## Data for the task
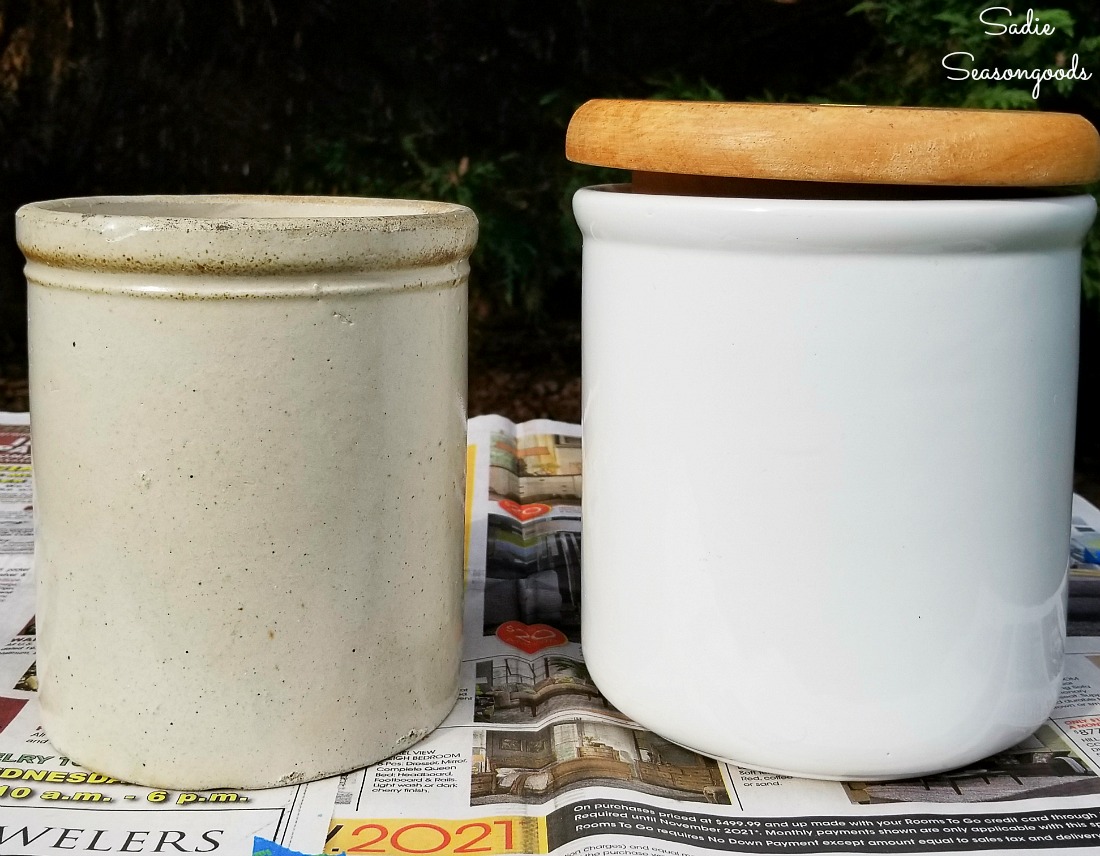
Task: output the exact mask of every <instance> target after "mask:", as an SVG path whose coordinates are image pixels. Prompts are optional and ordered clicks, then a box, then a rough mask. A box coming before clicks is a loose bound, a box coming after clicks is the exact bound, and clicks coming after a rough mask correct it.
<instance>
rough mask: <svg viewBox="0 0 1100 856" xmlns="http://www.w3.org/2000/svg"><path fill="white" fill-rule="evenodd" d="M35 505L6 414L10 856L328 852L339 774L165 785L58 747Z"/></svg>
mask: <svg viewBox="0 0 1100 856" xmlns="http://www.w3.org/2000/svg"><path fill="white" fill-rule="evenodd" d="M32 506H33V497H32V487H31V437H30V425H29V420H27V416H26V414H7V413H0V854H3V856H23V855H24V854H25V855H26V856H45V855H47V854H50V855H52V854H62V853H66V852H73V853H107V854H111V853H160V854H180V853H210V854H227V855H231V856H245V855H246V854H253V853H262V852H263V848H264V847H266V846H268V843H270V844H272V845H274V846H285V847H288V848H293V849H297V850H304V852H316V850H317V849H319V848H320V846H321V845H322V843H323V841H324V834H326V831H327V828H328V825H329V820H330V817H331V815H332V805H333V801H334V799H335V789H337V786H338V780H337V779H328V780H324V781H320V782H310V783H308V784H299V786H295V787H288V788H277V789H272V790H264V791H248V792H244V791H230V790H218V791H176V790H161V789H155V788H143V787H139V786H134V784H129V783H127V782H121V781H118V780H117V779H113V778H111V777H109V776H101V775H99V773H97V772H94V771H91V770H86V769H84V768H81V767H79V766H77V765H75V764H73V762H72V761H70V760H69V759H68V758H66V757H64V756H61V755H59V754H58V753H57V751H55V750H54V749H53V748H52V747H51V746H50V743H48V740H47V738H46V735H45V733H44V732H43V729H42V727H41V723H40V717H38V709H37V702H36V694H35V691H36V689H37V679H36V676H35V669H34V580H33V575H32V571H31V558H32V553H33V537H32V527H33V517H32V511H33V507H32ZM199 750H200V748H199V747H196V751H199ZM257 843H259V844H260V846H257Z"/></svg>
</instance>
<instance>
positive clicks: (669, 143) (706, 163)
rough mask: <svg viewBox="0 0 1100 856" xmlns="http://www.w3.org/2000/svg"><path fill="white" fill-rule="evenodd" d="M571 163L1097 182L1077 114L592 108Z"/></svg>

## What to produce
Give back the whole of the material exactly, with the pictures removed.

## Solution
Task: output the exact mask of every <instance> target after "mask:", as an SVG path whose coordinates are image pixels. Prompts are optional and ordered clicks, then a box, then a rough mask. A box coming before clicks is a loose bound, a box coming after clicks is the exact bound, and clicks coming after a rough mask correct it.
<instance>
rough mask: <svg viewBox="0 0 1100 856" xmlns="http://www.w3.org/2000/svg"><path fill="white" fill-rule="evenodd" d="M35 505L6 414L10 856L328 852L339 774L165 785L58 747Z"/></svg>
mask: <svg viewBox="0 0 1100 856" xmlns="http://www.w3.org/2000/svg"><path fill="white" fill-rule="evenodd" d="M32 506H33V497H32V487H31V437H30V425H29V420H27V416H26V414H7V413H0V854H3V856H23V855H24V854H25V855H26V856H45V855H47V854H50V855H52V854H62V853H66V852H73V853H107V854H111V853H160V854H180V853H210V854H227V855H231V856H245V855H246V854H253V853H262V852H263V848H264V847H266V846H268V843H270V844H272V845H274V846H285V847H288V848H293V849H297V850H304V852H316V850H317V849H319V848H320V846H321V845H322V843H323V841H324V834H326V831H327V828H328V825H329V820H330V817H331V815H332V805H333V801H334V799H335V789H337V786H338V780H337V779H328V780H324V781H320V782H310V783H308V784H299V786H295V787H288V788H277V789H272V790H264V791H248V792H244V791H230V790H218V791H176V790H161V789H155V788H143V787H139V786H134V784H129V783H127V782H121V781H118V780H117V779H113V778H111V777H109V776H101V775H99V773H97V772H94V771H91V770H86V769H84V768H81V767H79V766H77V765H75V764H73V762H72V761H70V760H69V759H68V758H66V757H64V756H61V755H59V754H58V753H57V751H55V750H54V749H53V748H52V747H51V746H50V743H48V740H47V738H46V735H45V733H44V732H43V729H42V727H41V723H40V717H38V709H37V702H36V694H35V691H36V689H37V679H36V676H35V669H34V580H33V575H32V571H31V558H32V553H33V537H32V527H33V517H32V511H33V507H32ZM199 750H200V748H199V747H196V751H199ZM257 843H259V844H260V846H257Z"/></svg>
</instance>
<instance>
positive clicks: (669, 143) (706, 163)
rough mask: <svg viewBox="0 0 1100 856" xmlns="http://www.w3.org/2000/svg"><path fill="white" fill-rule="evenodd" d="M571 163L1097 182L1077 114L592 108Z"/></svg>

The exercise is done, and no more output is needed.